Dish Backed for Axing Disabled Pot Smoker

     (CN) – A Colorado quadriplegic who used legally sanctioned medical marijuana and lost his job with Dish Network cannot sue, the state appeals court ruled.
     Dish fired Brandon Coats for violating its drug policy after he tested positive for marijuana, but Coast claimed in a wrongful termination complaint that he had acted within his license under the state’s Medical Marijuana Amendment. The quadriplegic worker also noted that he had not used marijuana at work and was not under its influence on the job.
     Arapahoe County Judge Elizabeth Volz dismissed the action after finding that Coats’ use of marijuana was not a lawful activity. Though the Medical Marijuana Amendment established a defense from prosecution for users of the drug, it did not create a right to such use.
     Volz also awarded the satellite television provider attorneys’ fees on the basis that Coats had asserted a tort claim.
     A divided three-judge panel of the Colorado Court of Appeals affirmed Thursday, citing the fact that marijuana use is illegal under federal law.
     “Thus, forbidding a Colorado employer from terminating an employee for federally prohibited off-the-job behavior is of sufficient policy import that we cannot infer, from plain statutory language to the contrary and silence in the legislative discussions, the legislative intent to do just that,” Chief Judge Janice Davidson wrote for the majority.
     “Moreover, a review of Colorado statutes shows that if the legislature had wanted to insulate employees from discharge for off-the-job activities illegal only under federal law, it knew how to accomplish that goal,” she added.
     Attorneys’ fees for Dish Network are improper, however, since Coats had sued for employment discrimination, according to the ruling.
     Davidson noted that the panel disagreed with Dish’s argument that “claim is the equivalent of an invasion of privacy tort, and, even if not, exhibits sufficient general tort characteristics to be equivalent to a tort claim.”
     In the dissent, Judge John Webb said he would have revived the claim Coats made for lawful off-duty conduct.
     “In my view, ‘lawful activity’ under section 24-34-402.5, CRS 2012, Colorado’s off-duty conduct statute, should be measured by state law,” Webb wrote. “I further conclude that use of marijuana in a manner permitted by the Medical Marijuana Amendment, Colo. Const. Art. XVII, is lawful.”

:: Exercise instructions ::
[A] Retype the passage of the Dish Network ruling article between "Arapahoe County Judge" and "for the majority.", inclusive.
[B] According to the Dish Network ruling article, which judge dismissed Brandon Coats' wrongful termination action?

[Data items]
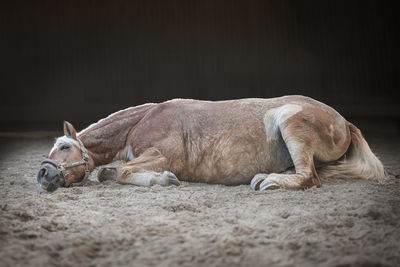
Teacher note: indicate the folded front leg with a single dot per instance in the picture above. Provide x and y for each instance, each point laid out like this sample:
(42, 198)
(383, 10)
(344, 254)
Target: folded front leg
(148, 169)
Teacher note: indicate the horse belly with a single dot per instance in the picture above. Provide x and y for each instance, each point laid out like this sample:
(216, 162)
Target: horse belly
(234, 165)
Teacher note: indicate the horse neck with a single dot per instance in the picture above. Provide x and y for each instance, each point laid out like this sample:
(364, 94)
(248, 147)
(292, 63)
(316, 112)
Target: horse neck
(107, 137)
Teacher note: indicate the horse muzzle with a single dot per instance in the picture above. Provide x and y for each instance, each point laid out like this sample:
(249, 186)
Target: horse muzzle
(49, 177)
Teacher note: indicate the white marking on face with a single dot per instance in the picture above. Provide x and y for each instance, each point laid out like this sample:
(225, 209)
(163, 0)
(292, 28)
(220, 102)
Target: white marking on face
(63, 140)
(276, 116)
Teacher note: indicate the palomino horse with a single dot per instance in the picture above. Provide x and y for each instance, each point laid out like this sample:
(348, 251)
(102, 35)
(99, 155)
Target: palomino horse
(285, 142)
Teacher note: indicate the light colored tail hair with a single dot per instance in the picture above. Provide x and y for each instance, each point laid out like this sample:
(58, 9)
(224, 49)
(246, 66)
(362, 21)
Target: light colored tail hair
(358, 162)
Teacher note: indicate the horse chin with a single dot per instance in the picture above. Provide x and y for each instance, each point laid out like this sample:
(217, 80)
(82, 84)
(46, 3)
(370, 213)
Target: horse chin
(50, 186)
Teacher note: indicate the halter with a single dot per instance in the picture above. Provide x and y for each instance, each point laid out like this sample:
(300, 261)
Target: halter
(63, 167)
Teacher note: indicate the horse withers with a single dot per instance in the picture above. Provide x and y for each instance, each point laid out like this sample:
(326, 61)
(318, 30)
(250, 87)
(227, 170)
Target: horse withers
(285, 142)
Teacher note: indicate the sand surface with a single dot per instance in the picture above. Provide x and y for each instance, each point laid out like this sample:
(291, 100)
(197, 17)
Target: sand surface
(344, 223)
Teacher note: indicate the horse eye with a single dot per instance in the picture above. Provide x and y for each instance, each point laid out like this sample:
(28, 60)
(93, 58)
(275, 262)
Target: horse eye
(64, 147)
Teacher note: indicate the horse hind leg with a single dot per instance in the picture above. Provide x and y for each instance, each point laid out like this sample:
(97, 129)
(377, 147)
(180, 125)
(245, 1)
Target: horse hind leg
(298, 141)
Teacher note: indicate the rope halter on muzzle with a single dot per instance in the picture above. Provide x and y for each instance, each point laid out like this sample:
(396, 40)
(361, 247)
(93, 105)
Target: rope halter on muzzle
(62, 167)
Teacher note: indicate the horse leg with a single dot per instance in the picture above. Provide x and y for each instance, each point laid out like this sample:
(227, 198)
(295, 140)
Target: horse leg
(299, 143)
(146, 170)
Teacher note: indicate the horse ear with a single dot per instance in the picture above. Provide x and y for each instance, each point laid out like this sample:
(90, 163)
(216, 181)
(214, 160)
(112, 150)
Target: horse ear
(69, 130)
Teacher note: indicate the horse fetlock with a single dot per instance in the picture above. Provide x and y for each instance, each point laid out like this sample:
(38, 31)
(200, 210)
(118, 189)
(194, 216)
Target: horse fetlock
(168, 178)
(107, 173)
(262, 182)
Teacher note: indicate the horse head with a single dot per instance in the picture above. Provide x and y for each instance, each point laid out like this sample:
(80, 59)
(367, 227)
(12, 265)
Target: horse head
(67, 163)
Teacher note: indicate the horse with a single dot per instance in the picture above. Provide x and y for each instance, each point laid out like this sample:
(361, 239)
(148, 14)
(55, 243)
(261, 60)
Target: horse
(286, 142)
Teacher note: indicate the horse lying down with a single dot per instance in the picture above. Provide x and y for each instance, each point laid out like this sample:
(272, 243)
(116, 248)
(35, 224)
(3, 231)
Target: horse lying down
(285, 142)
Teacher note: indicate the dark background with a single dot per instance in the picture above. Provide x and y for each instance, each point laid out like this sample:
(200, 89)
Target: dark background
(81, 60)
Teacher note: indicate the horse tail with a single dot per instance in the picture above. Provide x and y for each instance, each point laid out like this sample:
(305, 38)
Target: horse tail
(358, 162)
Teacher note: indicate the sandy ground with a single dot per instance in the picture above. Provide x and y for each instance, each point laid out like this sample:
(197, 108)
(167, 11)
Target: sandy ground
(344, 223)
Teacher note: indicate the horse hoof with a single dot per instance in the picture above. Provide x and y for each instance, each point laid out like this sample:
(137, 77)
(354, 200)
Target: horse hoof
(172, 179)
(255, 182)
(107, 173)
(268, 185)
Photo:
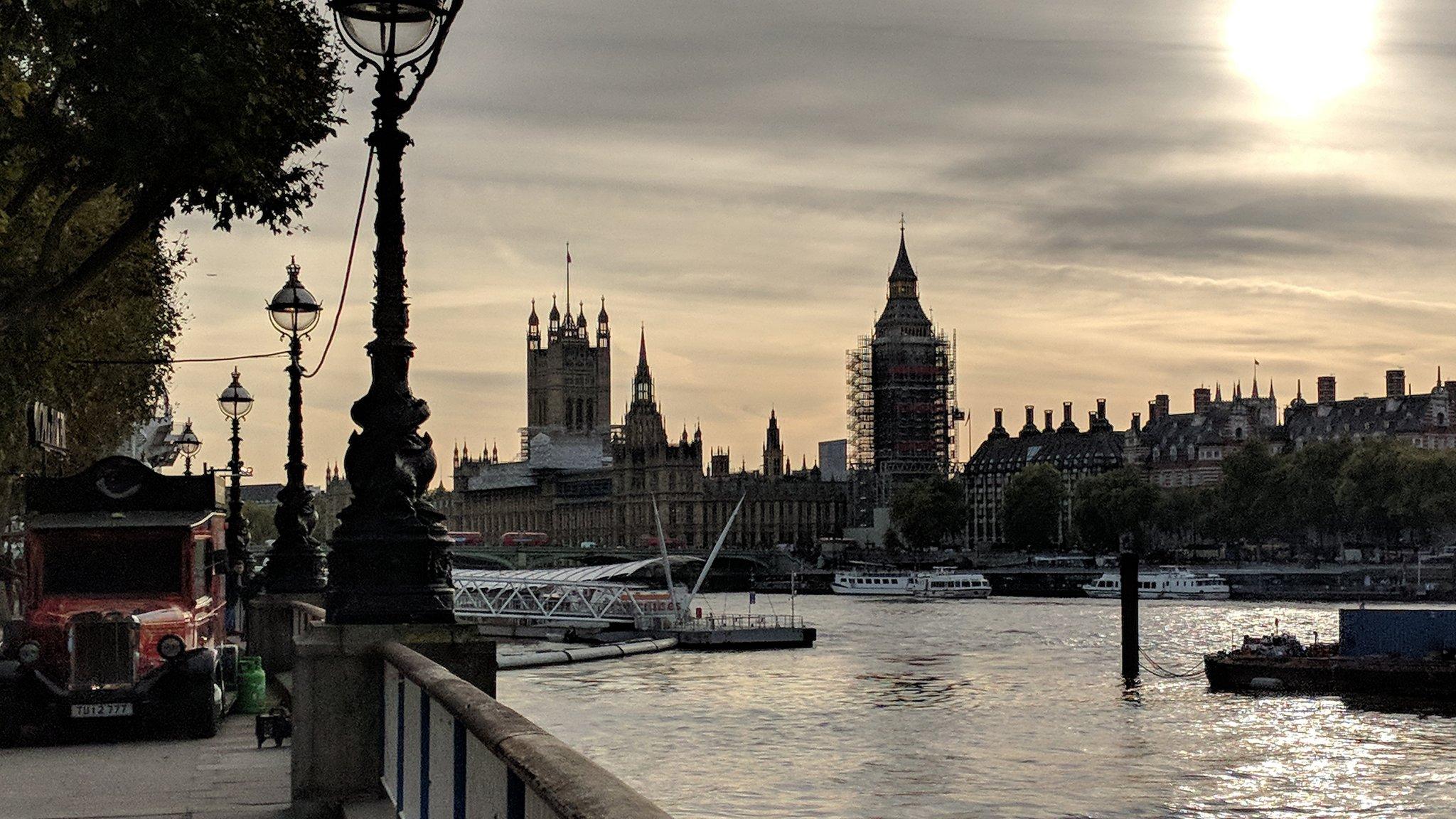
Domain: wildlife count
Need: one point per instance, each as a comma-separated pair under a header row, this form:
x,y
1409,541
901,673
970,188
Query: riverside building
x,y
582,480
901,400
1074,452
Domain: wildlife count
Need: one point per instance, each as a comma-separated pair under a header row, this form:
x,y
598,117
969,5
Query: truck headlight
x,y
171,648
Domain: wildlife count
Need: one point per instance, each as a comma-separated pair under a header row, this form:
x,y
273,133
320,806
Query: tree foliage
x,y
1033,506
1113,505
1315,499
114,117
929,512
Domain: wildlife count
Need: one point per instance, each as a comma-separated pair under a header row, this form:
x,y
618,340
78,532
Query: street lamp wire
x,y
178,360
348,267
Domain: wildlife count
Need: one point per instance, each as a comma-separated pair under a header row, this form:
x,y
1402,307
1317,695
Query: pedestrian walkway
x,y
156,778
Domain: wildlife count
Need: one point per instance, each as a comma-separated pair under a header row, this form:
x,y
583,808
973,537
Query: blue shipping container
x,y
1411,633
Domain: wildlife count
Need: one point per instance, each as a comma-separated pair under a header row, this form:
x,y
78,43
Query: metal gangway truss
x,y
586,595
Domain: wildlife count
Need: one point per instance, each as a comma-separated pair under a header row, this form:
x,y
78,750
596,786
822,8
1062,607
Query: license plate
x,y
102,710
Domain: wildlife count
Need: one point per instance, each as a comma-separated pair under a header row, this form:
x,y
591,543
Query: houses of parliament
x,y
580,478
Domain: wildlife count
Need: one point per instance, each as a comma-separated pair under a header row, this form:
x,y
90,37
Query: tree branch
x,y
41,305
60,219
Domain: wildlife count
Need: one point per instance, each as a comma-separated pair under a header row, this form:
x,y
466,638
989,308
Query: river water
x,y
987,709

:: Solutions ::
[A]
Arapahoe County Judge Elizabeth Volz dismissed the action after finding that Coats’ use of marijuana was not a lawful activity. Though the Medical Marijuana Amendment established a defense from prosecution for users of the drug, it did not create a right to such use.
     Volz also awarded the satellite television provider attorneys’ fees on the basis that Coats had asserted a tort claim.
     A divided three-judge panel of the Colorado Court of Appeals affirmed Thursday, citing the fact that marijuana use is illegal under federal law.
     “Thus, forbidding a Colorado employer from terminating an employee for federally prohibited off-the-job behavior is of sufficient policy import that we cannot infer, from plain statutory language to the contrary and silence in the legislative discussions, the legislative intent to do just that,” Chief Judge Janice Davidson wrote for the majority.

[B] Arapahoe County Judge Elizabeth Volz.